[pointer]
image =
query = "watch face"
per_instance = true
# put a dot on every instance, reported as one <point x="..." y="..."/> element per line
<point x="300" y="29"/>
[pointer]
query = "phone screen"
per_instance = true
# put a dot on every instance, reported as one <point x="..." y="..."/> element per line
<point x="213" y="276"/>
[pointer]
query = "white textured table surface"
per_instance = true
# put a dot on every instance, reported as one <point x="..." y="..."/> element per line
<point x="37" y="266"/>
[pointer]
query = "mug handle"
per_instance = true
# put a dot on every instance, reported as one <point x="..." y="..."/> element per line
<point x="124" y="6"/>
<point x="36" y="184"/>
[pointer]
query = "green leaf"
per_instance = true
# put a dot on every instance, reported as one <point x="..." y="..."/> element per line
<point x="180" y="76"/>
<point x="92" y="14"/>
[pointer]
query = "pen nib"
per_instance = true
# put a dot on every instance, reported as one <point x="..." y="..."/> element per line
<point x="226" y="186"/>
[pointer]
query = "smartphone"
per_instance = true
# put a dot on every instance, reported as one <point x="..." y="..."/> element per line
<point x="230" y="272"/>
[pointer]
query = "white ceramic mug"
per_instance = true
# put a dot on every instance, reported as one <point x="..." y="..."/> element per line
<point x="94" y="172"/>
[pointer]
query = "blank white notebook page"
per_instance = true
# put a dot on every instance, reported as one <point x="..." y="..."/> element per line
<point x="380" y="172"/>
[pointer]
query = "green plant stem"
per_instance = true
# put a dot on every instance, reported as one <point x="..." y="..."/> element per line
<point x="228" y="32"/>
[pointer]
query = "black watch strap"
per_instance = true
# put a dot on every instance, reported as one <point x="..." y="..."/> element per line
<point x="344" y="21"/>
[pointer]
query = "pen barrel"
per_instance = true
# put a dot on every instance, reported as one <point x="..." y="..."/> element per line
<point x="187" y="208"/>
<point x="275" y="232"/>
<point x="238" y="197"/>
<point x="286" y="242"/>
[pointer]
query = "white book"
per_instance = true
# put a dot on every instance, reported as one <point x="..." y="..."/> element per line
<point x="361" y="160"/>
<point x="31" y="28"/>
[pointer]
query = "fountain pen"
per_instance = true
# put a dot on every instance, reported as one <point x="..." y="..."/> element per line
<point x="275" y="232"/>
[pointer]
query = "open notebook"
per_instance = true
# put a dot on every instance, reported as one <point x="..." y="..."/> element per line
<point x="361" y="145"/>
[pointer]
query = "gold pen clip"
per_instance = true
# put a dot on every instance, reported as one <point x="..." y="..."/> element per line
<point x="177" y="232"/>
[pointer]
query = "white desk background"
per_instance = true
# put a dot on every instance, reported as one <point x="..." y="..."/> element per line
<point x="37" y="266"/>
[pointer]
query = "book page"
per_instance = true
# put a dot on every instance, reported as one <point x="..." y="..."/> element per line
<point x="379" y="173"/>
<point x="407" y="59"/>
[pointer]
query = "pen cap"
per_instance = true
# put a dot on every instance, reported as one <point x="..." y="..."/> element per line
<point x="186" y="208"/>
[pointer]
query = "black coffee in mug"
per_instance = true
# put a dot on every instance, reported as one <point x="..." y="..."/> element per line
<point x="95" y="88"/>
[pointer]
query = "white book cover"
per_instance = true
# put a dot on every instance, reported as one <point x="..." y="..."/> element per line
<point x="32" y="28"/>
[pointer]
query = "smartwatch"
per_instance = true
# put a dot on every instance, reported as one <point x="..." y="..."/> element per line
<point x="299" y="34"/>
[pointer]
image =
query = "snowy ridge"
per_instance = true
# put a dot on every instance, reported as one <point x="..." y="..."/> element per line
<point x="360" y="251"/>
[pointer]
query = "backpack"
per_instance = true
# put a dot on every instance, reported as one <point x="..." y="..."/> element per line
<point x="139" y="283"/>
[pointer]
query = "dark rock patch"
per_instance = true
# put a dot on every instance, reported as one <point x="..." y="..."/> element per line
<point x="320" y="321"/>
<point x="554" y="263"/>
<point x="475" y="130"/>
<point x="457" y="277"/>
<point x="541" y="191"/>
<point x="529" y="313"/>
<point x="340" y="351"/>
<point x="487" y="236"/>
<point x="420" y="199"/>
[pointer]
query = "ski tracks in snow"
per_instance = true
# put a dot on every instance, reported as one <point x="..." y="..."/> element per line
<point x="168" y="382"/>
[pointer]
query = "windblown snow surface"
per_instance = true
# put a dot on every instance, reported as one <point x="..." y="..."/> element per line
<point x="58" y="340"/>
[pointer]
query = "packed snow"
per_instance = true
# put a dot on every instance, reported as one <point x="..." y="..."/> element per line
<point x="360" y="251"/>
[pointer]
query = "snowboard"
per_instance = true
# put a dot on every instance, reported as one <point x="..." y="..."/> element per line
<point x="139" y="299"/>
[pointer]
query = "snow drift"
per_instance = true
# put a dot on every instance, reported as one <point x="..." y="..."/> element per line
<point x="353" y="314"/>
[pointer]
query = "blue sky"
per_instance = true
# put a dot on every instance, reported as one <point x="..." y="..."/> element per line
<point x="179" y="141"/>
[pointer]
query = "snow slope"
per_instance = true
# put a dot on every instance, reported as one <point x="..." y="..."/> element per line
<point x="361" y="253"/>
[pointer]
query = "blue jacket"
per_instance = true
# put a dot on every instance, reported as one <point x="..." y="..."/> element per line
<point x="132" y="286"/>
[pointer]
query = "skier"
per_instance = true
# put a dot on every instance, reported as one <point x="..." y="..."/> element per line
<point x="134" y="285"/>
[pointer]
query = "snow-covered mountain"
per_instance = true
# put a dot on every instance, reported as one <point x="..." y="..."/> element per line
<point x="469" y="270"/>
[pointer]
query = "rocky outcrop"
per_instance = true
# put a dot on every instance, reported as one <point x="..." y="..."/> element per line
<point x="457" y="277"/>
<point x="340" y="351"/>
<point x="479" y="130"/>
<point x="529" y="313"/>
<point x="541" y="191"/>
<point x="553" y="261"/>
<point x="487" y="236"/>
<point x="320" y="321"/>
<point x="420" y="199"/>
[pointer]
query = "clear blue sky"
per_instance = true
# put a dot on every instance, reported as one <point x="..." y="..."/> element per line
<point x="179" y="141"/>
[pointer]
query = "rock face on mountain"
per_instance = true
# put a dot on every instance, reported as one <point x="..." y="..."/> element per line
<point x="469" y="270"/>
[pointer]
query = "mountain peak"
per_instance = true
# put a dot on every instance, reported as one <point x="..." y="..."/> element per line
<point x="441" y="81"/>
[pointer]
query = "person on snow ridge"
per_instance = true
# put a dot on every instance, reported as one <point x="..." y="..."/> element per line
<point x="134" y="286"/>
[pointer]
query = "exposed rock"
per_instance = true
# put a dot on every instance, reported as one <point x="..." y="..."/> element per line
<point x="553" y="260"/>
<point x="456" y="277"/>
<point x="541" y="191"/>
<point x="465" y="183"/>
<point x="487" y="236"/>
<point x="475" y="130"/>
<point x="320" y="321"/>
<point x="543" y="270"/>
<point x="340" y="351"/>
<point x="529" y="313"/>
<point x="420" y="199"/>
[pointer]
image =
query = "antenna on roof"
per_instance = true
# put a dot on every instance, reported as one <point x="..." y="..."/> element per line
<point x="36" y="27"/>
——
Every record should be given again exactly.

[pointer]
image =
query = "watch face"
per_instance = true
# put a dot on every instance, reported as one <point x="..." y="..."/> element per line
<point x="300" y="29"/>
[pointer]
query = "phone screen"
per_instance = true
# put a dot on every instance, reported as one <point x="..." y="..."/> element per line
<point x="213" y="276"/>
[pointer]
query = "white textured table surface"
per_instance = true
# put a dot on every instance, reported as one <point x="..." y="..."/> element per line
<point x="37" y="266"/>
[pointer]
query = "mug handle"
per_instance = true
# put a dot on every instance, reported as one <point x="..." y="..."/> element per line
<point x="124" y="6"/>
<point x="36" y="184"/>
[pointer]
query = "green leaf"
per_instance = true
# put a dot on every instance, reported as one <point x="..." y="..."/> element per line
<point x="180" y="76"/>
<point x="92" y="14"/>
[pointer]
query = "pen nib"
per_instance = true
# put a dot on every instance, reported as one <point x="..." y="..."/> element per line
<point x="226" y="186"/>
[pointer]
query = "smartphone"
per_instance = true
# put a dot on every instance, reported as one <point x="..." y="..."/> element per line
<point x="230" y="272"/>
[pointer]
query = "white ceramic mug"
per_instance = true
# put a dot on every instance, reported as one <point x="..." y="..."/> element per line
<point x="94" y="172"/>
[pointer]
query = "blank white notebook page"
per_instance = true
# put a dot on every instance, reported as one <point x="..." y="..."/> element per line
<point x="380" y="172"/>
[pointer]
query = "green plant stem"
per_instance = true
# put a dot on every instance, reported as one <point x="..." y="..."/> element per line
<point x="228" y="32"/>
[pointer]
query = "black watch strap"
per_instance = true
# put a dot on every instance, reported as one <point x="..." y="..."/> element per line
<point x="344" y="21"/>
[pointer]
query = "pen barrel"
per_instance = true
# put a dot on every instance, reported as one <point x="..." y="..."/> element per line
<point x="187" y="208"/>
<point x="275" y="232"/>
<point x="238" y="197"/>
<point x="286" y="242"/>
[pointer]
query = "white book"
per_instance = true
# put a dot on every instance, reported as one <point x="..." y="..."/> element per line
<point x="361" y="160"/>
<point x="31" y="28"/>
[pointer]
query = "fountain pen"
per_instance = true
# put a dot on every instance, reported as one <point x="..." y="..."/> element per line
<point x="275" y="232"/>
[pointer]
query = "open notebook"
per_instance = true
# put a dot on every instance, reported as one <point x="..." y="..."/> element per line
<point x="361" y="145"/>
[pointer]
query = "gold pen clip"
per_instance = true
# put a dot on every instance, reported as one <point x="..." y="..."/> element per line
<point x="177" y="232"/>
[pointer]
query = "white desk background"
per_instance = true
# put a dot on every instance, reported as one <point x="..." y="..."/> element per line
<point x="37" y="266"/>
[pointer]
query = "book page"
per_instance = true
# put a dot on every instance, reported as one <point x="..." y="..."/> element per line
<point x="379" y="173"/>
<point x="407" y="59"/>
[pointer]
query = "pen cap"
per_instance = true
# put a dot on every instance, reported as one <point x="..." y="..."/> element per line
<point x="186" y="208"/>
[pointer]
query = "black coffee in mug"
per_instance = true
# put a dot on every instance, reported as one <point x="..." y="..."/> element per line
<point x="95" y="88"/>
[pointer]
query = "white book cover"
per_instance = true
# put a dot on every instance, reported as one <point x="..." y="..."/> element per line
<point x="32" y="28"/>
[pointer]
query = "smartwatch"
per_instance = true
# put a dot on every instance, reported as one <point x="..." y="..."/> element per line
<point x="299" y="34"/>
[pointer]
image =
query = "snowy ridge"
per_instance = true
# put a dot on every instance, reported as one <point x="..." y="..."/> element per line
<point x="360" y="251"/>
[pointer]
query = "backpack"
per_instance = true
# put a dot on every instance, reported as one <point x="..." y="..."/> element per line
<point x="139" y="283"/>
[pointer]
query = "dark rock patch"
per_instance = true
# put a dot on every instance, reported as one <point x="..." y="..."/> element per line
<point x="320" y="321"/>
<point x="554" y="263"/>
<point x="475" y="130"/>
<point x="457" y="277"/>
<point x="541" y="191"/>
<point x="529" y="313"/>
<point x="340" y="351"/>
<point x="487" y="236"/>
<point x="420" y="199"/>
[pointer]
query = "ski tracks in snow"
per_instance = true
# put a dot on every instance, reported as one <point x="..." y="..."/> element per line
<point x="168" y="382"/>
[pointer]
query = "windblown snow surface"
per_instance = true
# put a dot on every instance, reported as one <point x="..." y="..."/> element per line
<point x="58" y="340"/>
[pointer]
query = "packed snow"
per_instance = true
# put a dot on every instance, reported as one <point x="..." y="..."/> element per line
<point x="360" y="251"/>
[pointer]
query = "snowboard"
per_instance = true
# put a dot on every instance, reported as one <point x="..." y="..."/> element per line
<point x="139" y="299"/>
[pointer]
query = "snow drift"
per_instance = true
# put a dot on every instance, reported as one <point x="..." y="..."/> element per line
<point x="353" y="314"/>
[pointer]
query = "blue sky"
per_instance = true
# put a dot on every instance, reported as one <point x="..." y="..."/> element per line
<point x="179" y="141"/>
[pointer]
query = "snow slope"
per_instance = true
# put a dot on every instance, reported as one <point x="..." y="..."/> element per line
<point x="361" y="253"/>
[pointer]
query = "blue jacket"
per_instance = true
# put a dot on every instance, reported as one <point x="..." y="..."/> element per line
<point x="132" y="286"/>
[pointer]
query = "skier"
per_instance = true
# put a dot on every instance, reported as one <point x="..." y="..."/> element per line
<point x="134" y="285"/>
[pointer]
query = "snow-covered mountain"
per_instance = true
# put a dot on every instance, reported as one <point x="..." y="..."/> element per line
<point x="469" y="270"/>
[pointer]
query = "rocky outcrop"
per_instance = true
# put a dot on every instance, reported as one <point x="..." y="..."/> element per line
<point x="457" y="277"/>
<point x="340" y="351"/>
<point x="479" y="130"/>
<point x="529" y="313"/>
<point x="541" y="191"/>
<point x="553" y="261"/>
<point x="487" y="236"/>
<point x="320" y="321"/>
<point x="420" y="199"/>
[pointer]
query = "clear blue sky"
per_instance = true
# put a dot on every instance, reported as one <point x="..." y="..."/> element per line
<point x="179" y="141"/>
[pointer]
query = "rock face on mountain"
per_instance = true
# put a dot on every instance, reported as one <point x="..." y="..."/> element per line
<point x="469" y="270"/>
[pointer]
query = "mountain peak"
per_instance = true
# put a dot on every instance, reported as one <point x="..." y="..."/> element per line
<point x="441" y="81"/>
[pointer]
query = "person on snow ridge"
per_instance = true
# put a dot on every instance, reported as one <point x="..." y="..."/> element per line
<point x="134" y="286"/>
[pointer]
query = "exposed rock"
per_instance = true
# put a dot on every instance, reported as one <point x="..." y="..."/> element per line
<point x="553" y="260"/>
<point x="456" y="277"/>
<point x="541" y="191"/>
<point x="465" y="183"/>
<point x="487" y="236"/>
<point x="475" y="130"/>
<point x="320" y="321"/>
<point x="543" y="270"/>
<point x="340" y="351"/>
<point x="529" y="313"/>
<point x="420" y="199"/>
[pointer]
image =
query = "antenna on roof"
per_instance = true
# put a dot on every instance, reported as one <point x="..." y="..."/> element per line
<point x="36" y="27"/>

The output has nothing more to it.